▸ **Directions**:
Reproduce each of the rows below verbatim, in their original order.

▸ **Provided data**:
= = = = =
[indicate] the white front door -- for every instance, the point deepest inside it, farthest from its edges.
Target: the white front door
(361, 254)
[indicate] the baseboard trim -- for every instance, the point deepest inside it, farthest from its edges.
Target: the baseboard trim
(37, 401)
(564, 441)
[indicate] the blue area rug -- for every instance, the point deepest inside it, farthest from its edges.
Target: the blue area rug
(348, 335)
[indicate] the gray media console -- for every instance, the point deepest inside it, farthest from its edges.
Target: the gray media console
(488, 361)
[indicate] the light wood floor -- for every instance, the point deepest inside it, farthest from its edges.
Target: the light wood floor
= = = = =
▸ **Response to the exercise**:
[indicate] the white front door -- for every instance, the point deepest inside it, farthest from its edges.
Target: the white front door
(361, 254)
[indicate] the baseboard trim -- for every instance, the point deepest inside it, farthest from its edges.
Target: the baseboard trim
(37, 401)
(564, 441)
[indicate] the blue area rug -- for every instance, the point deepest inside it, farthest from its edges.
Target: the blue area rug
(348, 335)
[indicate] the gray media console -- for every instance, the point deepest inside it, farthest from its edges.
Target: the gray media console
(488, 361)
[indicate] the light wood floor -- for every instance, the point deepest inside it, farthest from its edges.
Target: the light wood floor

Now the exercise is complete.